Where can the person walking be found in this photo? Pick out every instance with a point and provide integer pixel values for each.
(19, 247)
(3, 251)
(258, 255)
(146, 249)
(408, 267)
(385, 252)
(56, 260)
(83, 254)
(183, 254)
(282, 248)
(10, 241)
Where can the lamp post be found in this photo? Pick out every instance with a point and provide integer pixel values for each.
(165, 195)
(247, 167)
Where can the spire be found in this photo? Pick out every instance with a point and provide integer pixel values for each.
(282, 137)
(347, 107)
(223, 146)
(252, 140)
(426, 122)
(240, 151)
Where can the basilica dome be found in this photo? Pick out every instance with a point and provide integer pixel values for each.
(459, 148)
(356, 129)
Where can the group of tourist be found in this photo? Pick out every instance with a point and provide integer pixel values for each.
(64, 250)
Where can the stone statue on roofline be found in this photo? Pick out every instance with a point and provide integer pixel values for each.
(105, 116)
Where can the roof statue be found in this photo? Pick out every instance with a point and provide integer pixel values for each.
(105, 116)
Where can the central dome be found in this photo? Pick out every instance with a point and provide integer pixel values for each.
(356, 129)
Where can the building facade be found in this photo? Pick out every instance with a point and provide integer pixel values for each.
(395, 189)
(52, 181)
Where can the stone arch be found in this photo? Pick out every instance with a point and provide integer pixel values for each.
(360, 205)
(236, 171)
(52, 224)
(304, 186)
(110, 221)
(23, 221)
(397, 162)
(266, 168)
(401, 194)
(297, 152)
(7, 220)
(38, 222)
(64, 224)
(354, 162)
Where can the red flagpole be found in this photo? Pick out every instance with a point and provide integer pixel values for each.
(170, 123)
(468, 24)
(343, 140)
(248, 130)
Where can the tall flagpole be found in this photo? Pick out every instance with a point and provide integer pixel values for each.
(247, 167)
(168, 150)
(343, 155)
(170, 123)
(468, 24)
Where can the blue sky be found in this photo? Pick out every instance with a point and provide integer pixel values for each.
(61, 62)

- **TASK STATEMENT**: Could you write out the data above again, substituting "whole-number pixel coordinates" for every occurrence of "integer pixel values" and changing nothing else?

- **PROBLEM SOLUTION**:
Where can the person walking be found in this photo? Pick out every instance with a point and provide whole-number pixel coordinates for each.
(19, 247)
(3, 251)
(258, 255)
(146, 249)
(408, 267)
(385, 252)
(56, 260)
(83, 254)
(183, 254)
(282, 248)
(10, 241)
Where can the lamp post be found in this photo? Pick out every instance with a point and provide whole-number pixel coordinates for each.
(165, 195)
(247, 167)
Where can the spire be found in this photo? Pick out every instance with a point and provide whole-number pixel coordinates for each.
(282, 137)
(347, 107)
(223, 146)
(252, 140)
(426, 122)
(240, 151)
Where can the basilica dome be found in this photo? Pick out every instance with a point and provide whole-number pixel coordinates for each.
(459, 148)
(356, 129)
Where can the group of tourist be found in this photo? Pick out every instance with a point and provide whole-number pixel coordinates for each.
(64, 250)
Where can the stone statue on roofline be found in this photo? Pick out every instance with a point and provide whole-number pixel coordinates for each.
(105, 116)
Where can the roof statue be found in this photo? Pick out every instance with a point and provide whole-number pixel coordinates for each.
(105, 116)
Where can the central dome be found in this photo? Pick out every instance with a point and provide whole-number pixel coordinates for each.
(356, 129)
Where can the building facade be found in this photo? Pick out every instance with a point and provide whole-number pixel coordinates for each.
(395, 189)
(52, 181)
Where can the stone arch be found in this photo? Pick out every instance with a point and provide whole-number pixel coordinates for each.
(360, 205)
(236, 171)
(52, 224)
(304, 186)
(110, 221)
(23, 221)
(397, 162)
(266, 168)
(401, 194)
(297, 152)
(7, 220)
(38, 222)
(64, 224)
(354, 162)
Where can the red flagpole be found in this photo? Pick out every instance with a point and provide whole-number pixel coordinates for each.
(170, 123)
(468, 24)
(343, 140)
(248, 130)
Where can the tall flagpole be found in this photo? Pick out every instance with a point and provide whole-number pixel coordinates for each.
(247, 167)
(168, 150)
(343, 155)
(170, 123)
(468, 24)
Where can the blue sky be found in this photo? Pick out every instance with a point and provide whole-number pixel coordinates for each.
(61, 62)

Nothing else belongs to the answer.